[[ Exercise text open ]]

London’s FTSE 100 kicked higher today after new prime minister Liz Truss launched an around £130bn cost of living support package.
The capital’s premier index climbed 0.33 per cent to 7,262.06 points, while the domestically-focused mid-cap FTSE 250 index, which is more aligned with the health of the UK economy, added 0.36 per cent to close at 18,878.29 points.
The new PM said energy bills will be frozen at £2,500 from October. Businesses will receive the same help for six months.
Truss’s plans add “a fresh burden to Britain’s debt pile in the hope it’ll kick start growth in the economy,” Susannah Streeter, senior investment and markets analyst at Hargreaves Lansdown, said.
The package will be funded through a short-term borrowing splurge, raising fears over the UK’s public finances, which are already riddled with debt taken on to deal with the Covid-19 crisis.
Greater borrowing has sent UK government debt yields on an upward spiral, driven by investors demanding a discount to swallow more bonds. Yields and prices move inversely.
Front-end and back-end UK gilt yields climbed higher today.

[[ Exercise text closed ]]

In the market report, at what level does the new prime minister say energy bills will be frozen from October?

[[ Entries provided open ]]

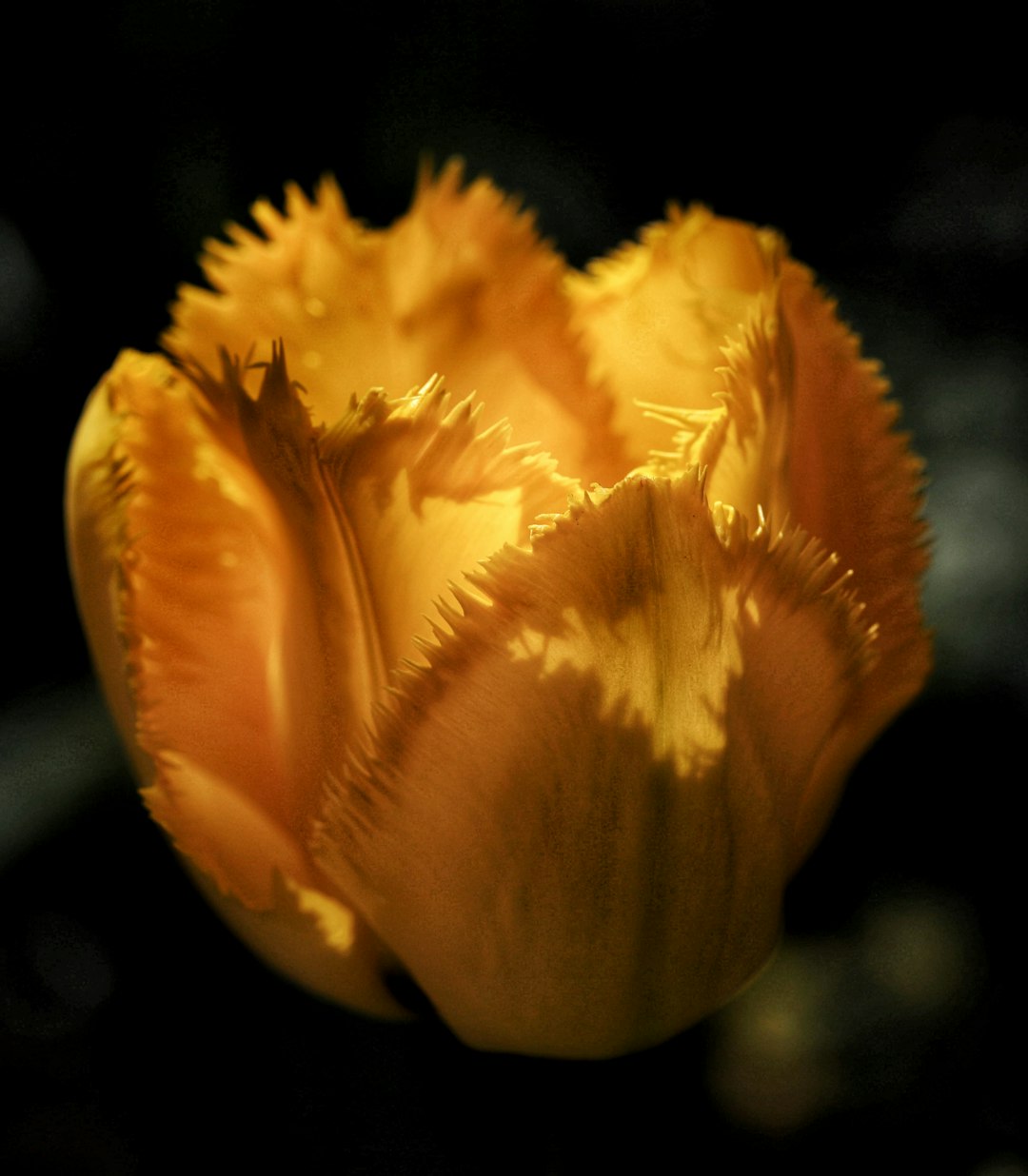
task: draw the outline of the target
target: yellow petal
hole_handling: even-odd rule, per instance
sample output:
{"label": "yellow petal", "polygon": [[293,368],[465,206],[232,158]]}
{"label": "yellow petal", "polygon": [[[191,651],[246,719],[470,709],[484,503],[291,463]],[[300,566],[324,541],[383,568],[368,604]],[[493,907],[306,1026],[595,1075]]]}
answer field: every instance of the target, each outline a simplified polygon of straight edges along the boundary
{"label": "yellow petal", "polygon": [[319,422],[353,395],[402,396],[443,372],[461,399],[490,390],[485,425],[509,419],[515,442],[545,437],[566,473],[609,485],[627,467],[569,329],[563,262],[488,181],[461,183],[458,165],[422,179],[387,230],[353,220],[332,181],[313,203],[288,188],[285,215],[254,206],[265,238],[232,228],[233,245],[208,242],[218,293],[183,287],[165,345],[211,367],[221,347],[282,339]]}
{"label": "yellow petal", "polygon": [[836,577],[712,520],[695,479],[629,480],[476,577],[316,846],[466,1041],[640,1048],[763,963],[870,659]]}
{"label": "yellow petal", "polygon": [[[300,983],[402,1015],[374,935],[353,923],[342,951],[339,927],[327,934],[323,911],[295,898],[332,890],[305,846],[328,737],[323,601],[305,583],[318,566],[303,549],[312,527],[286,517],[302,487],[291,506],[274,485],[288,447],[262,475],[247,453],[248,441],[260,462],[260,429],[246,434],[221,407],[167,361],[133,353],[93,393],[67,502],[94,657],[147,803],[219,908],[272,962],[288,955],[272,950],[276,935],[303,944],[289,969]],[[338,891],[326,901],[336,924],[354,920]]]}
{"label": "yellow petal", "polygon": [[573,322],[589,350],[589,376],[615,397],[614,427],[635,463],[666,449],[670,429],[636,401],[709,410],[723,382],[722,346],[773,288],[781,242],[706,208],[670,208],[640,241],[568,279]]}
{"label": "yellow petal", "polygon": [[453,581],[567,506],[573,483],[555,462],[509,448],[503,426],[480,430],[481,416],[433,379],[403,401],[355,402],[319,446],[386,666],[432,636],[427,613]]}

[[ Entries provided closed ]]
[[ Entries provided open ]]

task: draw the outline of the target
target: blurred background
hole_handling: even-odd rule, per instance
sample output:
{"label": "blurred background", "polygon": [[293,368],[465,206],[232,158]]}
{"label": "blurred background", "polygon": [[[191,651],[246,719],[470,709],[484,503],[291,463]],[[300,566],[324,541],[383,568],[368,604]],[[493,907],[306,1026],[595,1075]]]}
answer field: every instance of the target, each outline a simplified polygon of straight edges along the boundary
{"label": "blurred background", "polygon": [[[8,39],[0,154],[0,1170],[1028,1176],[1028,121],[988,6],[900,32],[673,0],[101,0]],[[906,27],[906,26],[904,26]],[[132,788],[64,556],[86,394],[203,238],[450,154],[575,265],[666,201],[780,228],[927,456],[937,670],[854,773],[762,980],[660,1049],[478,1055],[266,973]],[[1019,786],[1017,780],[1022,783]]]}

[[ Entries provided closed ]]

## Reply
£2,500